A run of records:
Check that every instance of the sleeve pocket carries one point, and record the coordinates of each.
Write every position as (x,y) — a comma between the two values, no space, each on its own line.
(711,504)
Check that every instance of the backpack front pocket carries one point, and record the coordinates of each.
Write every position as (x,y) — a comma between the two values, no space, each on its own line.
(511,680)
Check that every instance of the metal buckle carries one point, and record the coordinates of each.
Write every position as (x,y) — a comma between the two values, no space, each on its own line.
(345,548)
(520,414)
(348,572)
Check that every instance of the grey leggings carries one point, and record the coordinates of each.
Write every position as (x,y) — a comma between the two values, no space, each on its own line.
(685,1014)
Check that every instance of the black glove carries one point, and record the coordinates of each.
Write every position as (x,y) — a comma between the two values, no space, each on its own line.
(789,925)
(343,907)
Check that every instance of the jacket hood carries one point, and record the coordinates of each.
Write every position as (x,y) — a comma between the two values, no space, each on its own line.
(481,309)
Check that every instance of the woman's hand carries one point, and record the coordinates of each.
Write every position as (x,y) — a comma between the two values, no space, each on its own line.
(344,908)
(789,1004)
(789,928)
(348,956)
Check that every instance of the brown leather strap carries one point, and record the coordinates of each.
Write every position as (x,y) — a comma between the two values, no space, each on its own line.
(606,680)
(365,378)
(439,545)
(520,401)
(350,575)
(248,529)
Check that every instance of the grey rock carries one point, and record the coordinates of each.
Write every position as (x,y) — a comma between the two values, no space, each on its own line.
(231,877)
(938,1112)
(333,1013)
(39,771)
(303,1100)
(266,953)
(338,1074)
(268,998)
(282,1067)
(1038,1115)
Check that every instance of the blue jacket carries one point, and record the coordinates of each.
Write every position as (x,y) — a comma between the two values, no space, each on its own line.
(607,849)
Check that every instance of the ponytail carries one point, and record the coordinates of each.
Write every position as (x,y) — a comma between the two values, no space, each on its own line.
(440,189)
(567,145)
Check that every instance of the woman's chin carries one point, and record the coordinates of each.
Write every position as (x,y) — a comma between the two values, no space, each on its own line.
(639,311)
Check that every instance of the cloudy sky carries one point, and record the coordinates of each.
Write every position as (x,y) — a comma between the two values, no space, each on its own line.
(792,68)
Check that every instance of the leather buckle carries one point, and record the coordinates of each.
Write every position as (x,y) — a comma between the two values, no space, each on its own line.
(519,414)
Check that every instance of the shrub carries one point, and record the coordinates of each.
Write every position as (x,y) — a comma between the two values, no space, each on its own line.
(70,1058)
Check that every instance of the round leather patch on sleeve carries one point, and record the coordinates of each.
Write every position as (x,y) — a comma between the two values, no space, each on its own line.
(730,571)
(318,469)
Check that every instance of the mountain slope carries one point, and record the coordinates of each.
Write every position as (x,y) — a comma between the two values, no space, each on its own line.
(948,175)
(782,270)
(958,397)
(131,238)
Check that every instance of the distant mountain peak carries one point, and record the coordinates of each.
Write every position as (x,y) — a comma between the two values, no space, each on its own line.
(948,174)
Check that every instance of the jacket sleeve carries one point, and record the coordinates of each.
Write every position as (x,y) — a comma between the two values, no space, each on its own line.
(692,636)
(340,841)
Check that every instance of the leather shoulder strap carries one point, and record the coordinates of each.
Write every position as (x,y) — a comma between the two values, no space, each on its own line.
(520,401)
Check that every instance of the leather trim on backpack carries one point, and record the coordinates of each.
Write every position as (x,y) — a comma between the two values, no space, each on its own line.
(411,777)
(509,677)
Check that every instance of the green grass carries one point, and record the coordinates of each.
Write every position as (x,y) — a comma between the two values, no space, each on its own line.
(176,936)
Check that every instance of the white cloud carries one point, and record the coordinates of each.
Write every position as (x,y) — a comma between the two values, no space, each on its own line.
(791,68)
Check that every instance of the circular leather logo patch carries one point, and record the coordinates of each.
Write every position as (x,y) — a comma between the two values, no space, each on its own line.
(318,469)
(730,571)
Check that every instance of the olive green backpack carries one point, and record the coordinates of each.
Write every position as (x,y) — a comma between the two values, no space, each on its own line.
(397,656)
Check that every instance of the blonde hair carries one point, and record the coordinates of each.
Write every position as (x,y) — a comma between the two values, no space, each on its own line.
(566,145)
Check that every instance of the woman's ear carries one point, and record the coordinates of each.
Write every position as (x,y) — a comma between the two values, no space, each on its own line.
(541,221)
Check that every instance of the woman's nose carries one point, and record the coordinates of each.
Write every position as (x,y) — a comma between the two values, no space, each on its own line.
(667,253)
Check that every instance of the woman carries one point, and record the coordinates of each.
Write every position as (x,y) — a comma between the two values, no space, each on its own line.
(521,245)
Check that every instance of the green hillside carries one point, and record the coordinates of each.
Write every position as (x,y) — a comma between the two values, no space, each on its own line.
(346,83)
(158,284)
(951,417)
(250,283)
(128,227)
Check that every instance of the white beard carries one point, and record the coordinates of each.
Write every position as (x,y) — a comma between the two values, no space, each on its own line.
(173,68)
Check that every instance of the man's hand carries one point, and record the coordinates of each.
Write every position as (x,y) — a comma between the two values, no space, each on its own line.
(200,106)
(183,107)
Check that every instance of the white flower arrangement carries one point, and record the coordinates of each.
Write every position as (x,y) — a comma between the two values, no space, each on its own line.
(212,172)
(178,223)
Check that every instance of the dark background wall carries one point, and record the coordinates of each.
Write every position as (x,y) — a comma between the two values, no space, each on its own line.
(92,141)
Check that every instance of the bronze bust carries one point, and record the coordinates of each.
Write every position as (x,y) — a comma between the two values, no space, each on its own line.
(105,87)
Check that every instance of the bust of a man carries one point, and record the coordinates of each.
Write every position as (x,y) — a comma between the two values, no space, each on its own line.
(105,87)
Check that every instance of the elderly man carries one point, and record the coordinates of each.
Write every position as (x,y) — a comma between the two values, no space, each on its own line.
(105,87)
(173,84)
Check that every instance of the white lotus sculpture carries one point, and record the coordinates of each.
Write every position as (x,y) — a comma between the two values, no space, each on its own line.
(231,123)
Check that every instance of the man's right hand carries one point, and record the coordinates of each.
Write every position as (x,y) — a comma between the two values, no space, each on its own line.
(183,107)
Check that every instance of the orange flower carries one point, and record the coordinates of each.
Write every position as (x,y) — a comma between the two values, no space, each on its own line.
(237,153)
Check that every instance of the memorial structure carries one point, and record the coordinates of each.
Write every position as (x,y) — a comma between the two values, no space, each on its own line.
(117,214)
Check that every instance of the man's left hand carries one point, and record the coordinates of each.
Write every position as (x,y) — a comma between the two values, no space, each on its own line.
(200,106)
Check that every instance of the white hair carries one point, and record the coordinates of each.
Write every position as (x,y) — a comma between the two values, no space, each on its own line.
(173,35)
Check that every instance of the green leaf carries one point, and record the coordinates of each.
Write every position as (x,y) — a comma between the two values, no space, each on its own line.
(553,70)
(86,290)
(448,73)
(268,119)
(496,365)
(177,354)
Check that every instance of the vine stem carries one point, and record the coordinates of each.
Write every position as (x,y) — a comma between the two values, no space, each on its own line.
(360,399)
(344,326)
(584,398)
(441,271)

Exercise directions: Return every line of the material exactly.

Result below:
Check that every instance of the sleeve pocket carries one point, and record the coordinates of each.
Write every position as (x,y) — a comma between the two values, no space, each on its own line.
(711,504)
Check that every instance of the backpack front pocket carries one point, and record the coordinates of each.
Write every position as (x,y) — a comma between the two values, no space, each on its own line.
(511,680)
Check that every instance of the metal buckle carries one point, and record the coordinates of each.
Write every position as (x,y) — a comma between the two values, no space, each on its own line.
(345,548)
(520,414)
(348,572)
Check that every instance of the grey leggings carries one point, and record the coordinates of each.
Write every position as (x,y) — a comma between the two values, no space, each on its own line.
(685,1014)
Check that every instance of the black glove carries one point, and record the coordinates of each.
Write every position as (x,y) — a comma between the two values, no space, each on its own line.
(789,925)
(343,907)
Check that every instance of the jacket hood carries one point, and record the coordinates of each.
Write every position as (x,y) — a comma between the two values, no space, each on its own line.
(481,309)
Check that every instance of the woman's hand carries one point, and record the coordinates of each.
Write every position as (x,y) — a comma between the two values, no space, each on its own line.
(344,908)
(789,1004)
(789,928)
(348,956)
Check that every instance of the brown leather strap carries one point, and record the coordinates of each.
Write every position as (x,y) — a comma between the two values, no space, each on its own line.
(606,680)
(365,378)
(439,545)
(520,401)
(350,575)
(248,529)
Check that every instance of the grey rock carries one point, and record the coordinates of each.
Write every position as (x,y) — a comma between the two values, no space, each on its own line.
(231,877)
(938,1112)
(333,1013)
(39,771)
(303,1100)
(266,953)
(338,1074)
(268,998)
(282,1067)
(1038,1115)
Check that every instance of the blue jacket carries one point, and record the coordinates of each.
Write every position as (x,y) — a comma between the two values, no space, each on its own line.
(607,849)
Check that every instance of the ponytail carries one point, and record the coordinates of each.
Write every position as (x,y) — a comma between the two values, no space, each on its own line.
(440,189)
(567,145)
Check that every instance of the woman's chin carries one point, and record the coordinates of each.
Write every position as (x,y) — a comma between the two values, no space, each on its own line.
(639,311)
Check that every instance of the cloudy sky carries one point, and record the coordinates of each.
Write every position as (x,y) — a comma between the two values, no space, each on its own line.
(792,68)
Check that every instance of the leather buckle carries one point, and record the coordinates of each.
Write every position as (x,y) — a comma between the two values, no space, each on its own line.
(519,414)
Check that every instance of the shrub carries one point, and record the coordinates of each.
Write every position as (x,y) — a comma between the two values, no space, each on its own line.
(70,1058)
Check that every instance of the round leather patch on sleeve carries one point, and record the coordinates of each.
Write every position as (x,y) — a comma between the two values, no space, each on its own line.
(730,571)
(318,469)
Check that every instance of the mountain slope carries one point, and record the coordinates of each.
Write every position as (x,y) — a comma between the two values, no space, each on its own line.
(948,175)
(782,270)
(958,397)
(131,238)
Check that every instance of the distant mountain peak carries one point, and record the coordinates of each.
Write every position as (x,y) — a comma between the two values, no space, each on its own line.
(948,174)
Check that every instance of the jacket sleeve carries one point, and record the coordinates of each.
Write every position as (x,y) — a comma between the two values, no space, each on its own line.
(692,636)
(340,841)
Check that every instance of the leather shoulder strap carries one point, and record the coordinates of each.
Write every position as (x,y) — a comma between the two values, no space, each on its own line.
(520,401)
Check that every instance of the leather trim on backpack carries one point, and record the coordinates of each.
Write every position as (x,y) — a comma between the two values, no space, each on its own line.
(411,777)
(509,677)
Check that every instance of the green grass carries one point, and record the coordinates of each.
Write every position as (x,y) — a comma between the two values, no space, each on its own line.
(176,936)
Check that every instance of the white cloud carries one point, and record the coordinates of each.
Write every position as (x,y) — a comma between the two values, no space, each on its own line.
(791,68)
Check that every instance of the circular leather logo patch carries one point, and record the coordinates of each.
Write every position as (x,y) — a comma between the two values, no space, each on its own line.
(318,469)
(730,571)
Check that every instance of the olive green backpack carries one point, and record the coordinates of each.
Write every position as (x,y) — a comma between the two values, no space, each on its own line.
(397,656)
Check that every instance of the blonde hair carries one point, and record the coordinates of each.
Write every position as (x,y) — a comma between the two values, no space, each on its own line.
(566,145)
Check that every instance of the woman's ear carries one point, and record the coordinates of each.
Write every position as (x,y) — a comma between the two values, no space, each on its own line.
(541,221)
Check that every instance of the woman's nose carries one point, and record the coordinates of each.
Write every position as (x,y) — a comma between the two values, no space, each on its own line.
(667,253)
Check that every instance of the woman carries one point, and record the coordinates of each.
Write every position as (x,y) — a comma between the two values, no space, each on its own line.
(521,245)
Check that every instance of the green hillside carries one point, and record the coordinates of each.
Write every position as (x,y) — a comma between the two values, no space, each on its own line.
(346,83)
(158,284)
(951,417)
(250,283)
(128,227)
Check that every instance of the white beard carries one point, and record the coordinates of each.
Write every position as (x,y) — a comma between the two values, no space, each on its own line.
(173,68)
Check that every instance of the man's hand carries one point, and record the coordinates of each.
Write every position as (x,y) — a comma between the two values, no space, each on its own line.
(200,106)
(183,107)
Check that every instance of the white flower arrangement carries one point, and record the coordinates of each.
Write every position as (x,y) — a comma between the two values, no space, each on its own line.
(212,172)
(178,223)
Check that every instance of the dark background wall carries one point, and record the coordinates of each.
Write every position as (x,y) — a comma between the two values, no space, each on its own line.
(92,141)
Check that every instance of the bronze bust carries one point, and record the coordinates of each.
Write every position as (x,y) — a comma between the two values, no space, each on its own line.
(105,87)
Check that every instance of the bust of a man carries one point, and record the coordinates of each.
Write every position as (x,y) — a comma between the two values, no space, each on its own line.
(105,87)
Check that every instance of the elderly man carries one point, and record the coordinates of each.
Write every position as (x,y) — a comma between the two values, no space, each on its own line.
(105,87)
(173,84)
Check that every instance of the white lotus sculpture carries one point, and record the coordinates of each.
Write every position as (x,y) — a comma between the two values, no space, each on its own line.
(231,123)
Check that every instance of the man's right hand carries one point, and record the coordinates of each.
Write every position as (x,y) — a comma between the two values, no space, each on its own line.
(183,107)
Check that every instance of the orange flower carries one point, and record the coordinates of each.
Write every position as (x,y) — a comma between the two values, no space, each on its own line.
(237,153)
Check that every instance of the memorial structure carries one point, and record the coordinates of each.
Write every position as (x,y) — a comma between the two values, no space, each on its own line.
(117,214)
Check that every instance of the man's left hand carries one point, and record the coordinates of each.
Write every position as (x,y) — a comma between the two values, no space, each on its own line.
(200,106)
Check that every instance of the white hair carries one point, and record the coordinates of each.
Write every position as (x,y) — a comma between the two values, no space, each on its own line.
(173,35)
Check that every instance of the green leaf carries one point, and record the coordinates of each.
Write every position as (x,y) — a comma between the two values, no space, each on its own line.
(553,70)
(86,290)
(448,73)
(268,119)
(496,365)
(177,354)
Check that every instance of the vine stem carries one point, and record the coordinates of each.
Write every position as (x,y) — a comma between the two values, no space, each on its own line.
(360,399)
(344,326)
(584,398)
(441,271)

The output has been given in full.